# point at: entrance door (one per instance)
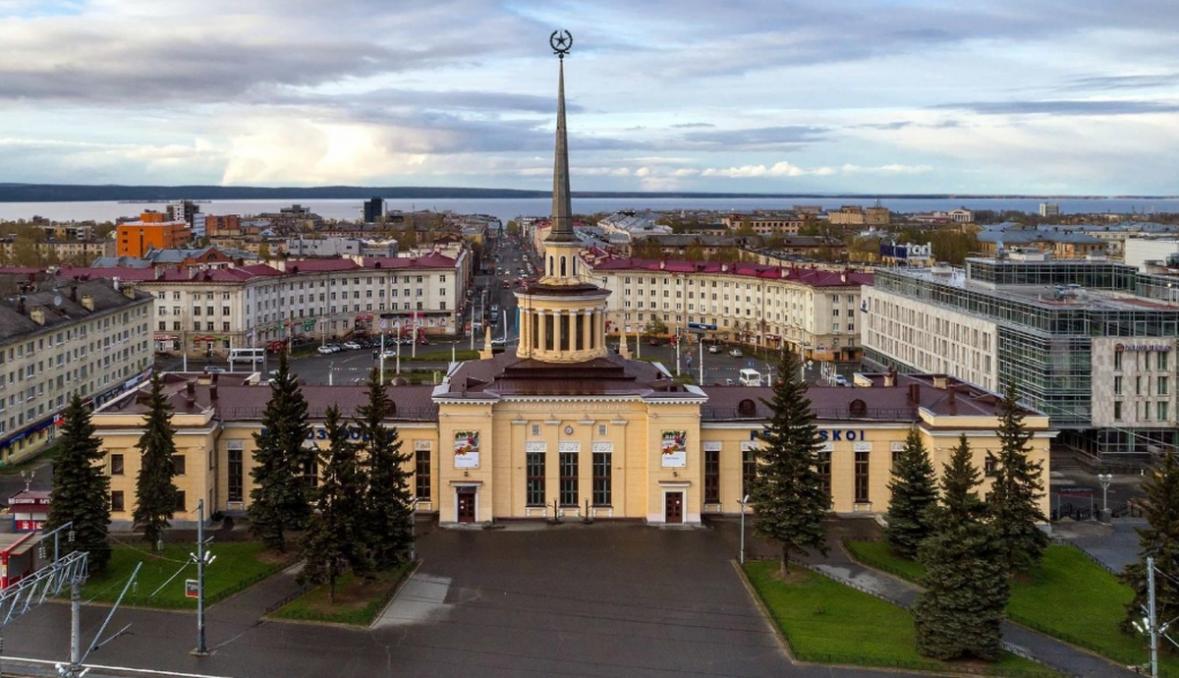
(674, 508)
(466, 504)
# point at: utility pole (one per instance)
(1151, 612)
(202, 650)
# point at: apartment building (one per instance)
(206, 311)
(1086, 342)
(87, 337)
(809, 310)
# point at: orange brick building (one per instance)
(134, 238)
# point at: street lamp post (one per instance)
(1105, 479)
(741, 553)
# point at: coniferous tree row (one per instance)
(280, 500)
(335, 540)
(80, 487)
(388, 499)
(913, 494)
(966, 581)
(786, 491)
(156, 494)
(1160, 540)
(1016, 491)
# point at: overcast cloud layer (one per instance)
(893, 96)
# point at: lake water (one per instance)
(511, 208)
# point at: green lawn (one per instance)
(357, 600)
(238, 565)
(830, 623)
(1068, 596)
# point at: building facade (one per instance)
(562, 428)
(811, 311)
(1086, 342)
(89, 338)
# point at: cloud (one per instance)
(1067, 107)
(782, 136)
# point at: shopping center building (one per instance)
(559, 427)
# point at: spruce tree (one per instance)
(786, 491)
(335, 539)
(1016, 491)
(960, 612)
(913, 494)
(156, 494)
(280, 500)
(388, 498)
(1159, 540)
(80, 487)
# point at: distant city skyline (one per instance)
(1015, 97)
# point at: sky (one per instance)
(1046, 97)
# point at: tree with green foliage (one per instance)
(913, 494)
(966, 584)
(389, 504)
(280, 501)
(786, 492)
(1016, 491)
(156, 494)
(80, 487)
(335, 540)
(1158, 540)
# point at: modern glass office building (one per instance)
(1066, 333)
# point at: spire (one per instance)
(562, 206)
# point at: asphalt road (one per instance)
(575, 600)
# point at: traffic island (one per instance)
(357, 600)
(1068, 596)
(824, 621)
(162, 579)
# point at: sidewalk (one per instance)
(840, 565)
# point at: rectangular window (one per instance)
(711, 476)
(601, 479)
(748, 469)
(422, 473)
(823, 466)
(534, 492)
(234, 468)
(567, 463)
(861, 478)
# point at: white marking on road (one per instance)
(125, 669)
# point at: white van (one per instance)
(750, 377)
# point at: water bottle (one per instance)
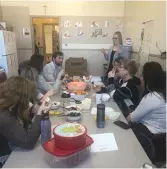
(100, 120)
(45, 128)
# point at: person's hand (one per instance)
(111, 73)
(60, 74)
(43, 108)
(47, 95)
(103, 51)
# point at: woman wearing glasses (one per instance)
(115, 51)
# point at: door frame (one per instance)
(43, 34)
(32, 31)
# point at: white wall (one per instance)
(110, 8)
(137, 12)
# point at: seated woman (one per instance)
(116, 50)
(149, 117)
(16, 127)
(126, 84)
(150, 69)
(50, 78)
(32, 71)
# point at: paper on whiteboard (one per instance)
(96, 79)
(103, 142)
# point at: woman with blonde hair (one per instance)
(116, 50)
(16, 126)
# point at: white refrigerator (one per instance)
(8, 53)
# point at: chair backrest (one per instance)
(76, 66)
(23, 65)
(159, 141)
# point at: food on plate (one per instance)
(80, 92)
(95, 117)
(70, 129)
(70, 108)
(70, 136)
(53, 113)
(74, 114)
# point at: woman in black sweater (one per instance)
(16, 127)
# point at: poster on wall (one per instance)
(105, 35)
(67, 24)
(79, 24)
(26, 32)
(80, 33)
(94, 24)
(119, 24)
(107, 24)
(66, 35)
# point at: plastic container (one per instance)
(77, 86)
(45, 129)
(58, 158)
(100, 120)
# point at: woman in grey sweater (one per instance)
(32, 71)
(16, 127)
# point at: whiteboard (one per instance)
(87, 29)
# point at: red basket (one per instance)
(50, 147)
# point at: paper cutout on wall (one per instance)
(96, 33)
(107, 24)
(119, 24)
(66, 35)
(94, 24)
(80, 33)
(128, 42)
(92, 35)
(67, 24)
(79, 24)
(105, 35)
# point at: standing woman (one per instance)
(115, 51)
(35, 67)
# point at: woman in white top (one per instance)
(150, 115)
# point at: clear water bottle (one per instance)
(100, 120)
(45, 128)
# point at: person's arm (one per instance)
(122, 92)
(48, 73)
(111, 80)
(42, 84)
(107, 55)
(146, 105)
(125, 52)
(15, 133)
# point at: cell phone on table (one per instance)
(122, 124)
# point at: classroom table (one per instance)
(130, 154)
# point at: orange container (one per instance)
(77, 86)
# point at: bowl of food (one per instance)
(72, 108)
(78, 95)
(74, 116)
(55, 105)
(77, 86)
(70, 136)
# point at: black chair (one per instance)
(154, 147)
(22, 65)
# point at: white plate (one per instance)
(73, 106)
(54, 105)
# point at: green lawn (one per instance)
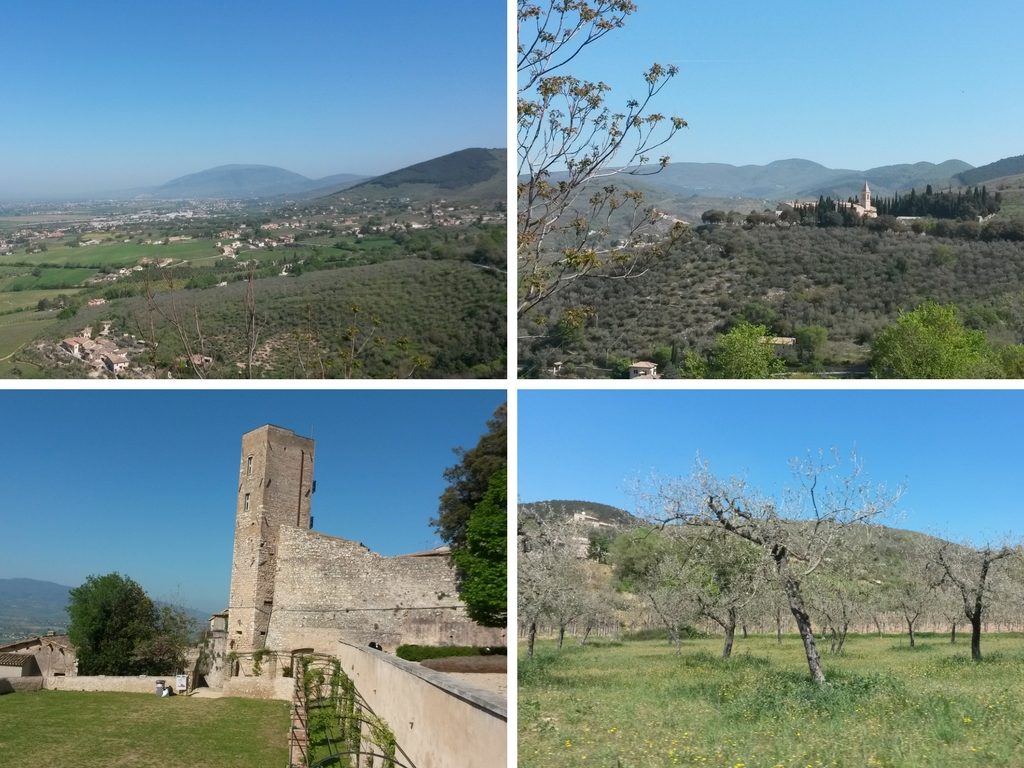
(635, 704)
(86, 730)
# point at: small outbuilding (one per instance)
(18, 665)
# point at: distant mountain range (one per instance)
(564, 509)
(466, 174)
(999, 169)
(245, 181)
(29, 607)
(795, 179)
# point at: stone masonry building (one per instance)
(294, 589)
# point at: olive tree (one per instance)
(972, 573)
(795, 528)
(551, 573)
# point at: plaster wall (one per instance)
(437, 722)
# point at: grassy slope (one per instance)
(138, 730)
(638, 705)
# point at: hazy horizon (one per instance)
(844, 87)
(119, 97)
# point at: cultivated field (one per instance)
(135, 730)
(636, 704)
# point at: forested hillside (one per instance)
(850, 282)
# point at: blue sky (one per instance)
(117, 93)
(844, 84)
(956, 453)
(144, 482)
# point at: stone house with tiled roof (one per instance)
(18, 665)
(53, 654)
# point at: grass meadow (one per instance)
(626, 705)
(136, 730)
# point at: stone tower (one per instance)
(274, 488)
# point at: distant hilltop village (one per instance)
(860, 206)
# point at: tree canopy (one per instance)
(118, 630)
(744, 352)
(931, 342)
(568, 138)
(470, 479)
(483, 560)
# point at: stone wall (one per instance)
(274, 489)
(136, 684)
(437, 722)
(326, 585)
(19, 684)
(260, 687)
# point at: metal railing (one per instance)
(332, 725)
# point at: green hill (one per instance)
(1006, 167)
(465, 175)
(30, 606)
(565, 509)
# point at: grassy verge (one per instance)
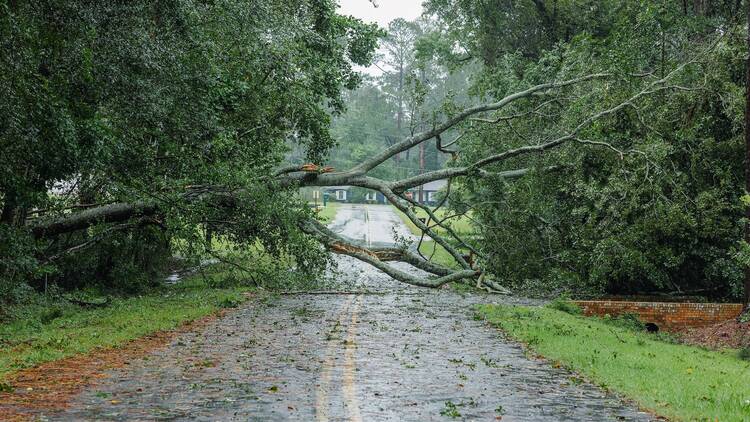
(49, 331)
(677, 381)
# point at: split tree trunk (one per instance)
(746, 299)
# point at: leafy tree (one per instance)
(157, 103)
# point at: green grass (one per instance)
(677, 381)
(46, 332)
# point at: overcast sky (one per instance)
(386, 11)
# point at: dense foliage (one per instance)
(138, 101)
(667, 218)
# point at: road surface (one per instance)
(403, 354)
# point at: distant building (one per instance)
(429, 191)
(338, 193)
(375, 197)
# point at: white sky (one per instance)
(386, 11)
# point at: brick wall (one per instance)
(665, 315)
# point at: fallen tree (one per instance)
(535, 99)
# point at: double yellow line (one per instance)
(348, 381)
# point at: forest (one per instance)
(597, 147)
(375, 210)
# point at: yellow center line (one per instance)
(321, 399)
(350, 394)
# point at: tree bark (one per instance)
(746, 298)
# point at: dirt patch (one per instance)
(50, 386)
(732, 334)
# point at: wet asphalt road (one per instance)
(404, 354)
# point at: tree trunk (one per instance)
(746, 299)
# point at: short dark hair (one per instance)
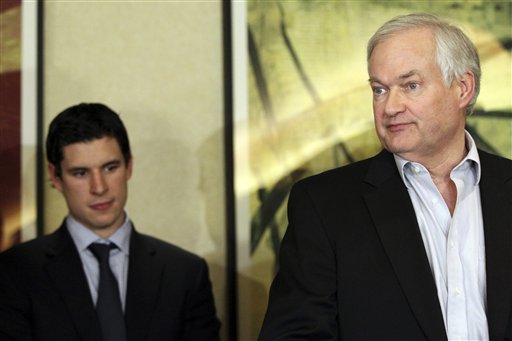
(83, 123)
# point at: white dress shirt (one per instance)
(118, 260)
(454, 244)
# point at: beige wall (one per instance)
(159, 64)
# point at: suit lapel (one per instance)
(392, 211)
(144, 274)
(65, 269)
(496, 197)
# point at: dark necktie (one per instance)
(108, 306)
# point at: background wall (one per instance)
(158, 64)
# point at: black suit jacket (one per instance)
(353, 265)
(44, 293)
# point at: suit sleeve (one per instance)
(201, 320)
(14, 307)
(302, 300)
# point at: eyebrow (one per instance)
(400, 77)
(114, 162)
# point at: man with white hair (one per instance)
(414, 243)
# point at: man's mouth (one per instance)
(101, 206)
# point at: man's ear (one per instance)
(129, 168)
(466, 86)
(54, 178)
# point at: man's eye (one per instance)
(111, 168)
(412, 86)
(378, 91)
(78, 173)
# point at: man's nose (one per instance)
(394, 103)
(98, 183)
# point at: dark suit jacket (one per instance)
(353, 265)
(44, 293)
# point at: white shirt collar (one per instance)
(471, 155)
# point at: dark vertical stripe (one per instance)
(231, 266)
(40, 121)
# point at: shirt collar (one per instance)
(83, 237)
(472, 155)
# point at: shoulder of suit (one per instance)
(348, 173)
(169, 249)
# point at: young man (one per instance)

+ + + +

Task:
Copy out, character for character, the part of the material above that opens with the line containing "# point at: beige wall (one per instance)" and continues through the final line of the material.

Worked solution:
# point at: beige wall (one per instance)
(159, 64)
# point at: suit lapel (one per instance)
(392, 211)
(144, 274)
(65, 269)
(496, 197)
# point at: dark necktie (one per instance)
(108, 306)
# point at: background wall (one per instance)
(158, 64)
# point at: black suit jacket (one per instance)
(353, 265)
(44, 293)
# point at: suit sleeve (one per instance)
(201, 320)
(14, 307)
(302, 300)
# point at: eyebrow (one per instance)
(400, 77)
(114, 162)
# point at: man with white hair (one per instance)
(414, 243)
# point at: man's mouth (one per instance)
(101, 206)
# point at: man's ear (one per instance)
(129, 168)
(466, 86)
(54, 178)
# point at: man's eye (one per instance)
(111, 168)
(412, 86)
(378, 91)
(78, 173)
# point at: man's nose (one per instance)
(394, 103)
(98, 183)
# point at: dark suit jacket (one per instance)
(353, 265)
(44, 293)
# point at: white shirt collar (one per instance)
(471, 155)
# point at: dark vertical stripe (one per instance)
(231, 266)
(40, 121)
# point at: shirt collar (one per instance)
(83, 237)
(472, 155)
# point at: shoulder of suit (one per instance)
(348, 173)
(169, 249)
# point at: young man (one per instance)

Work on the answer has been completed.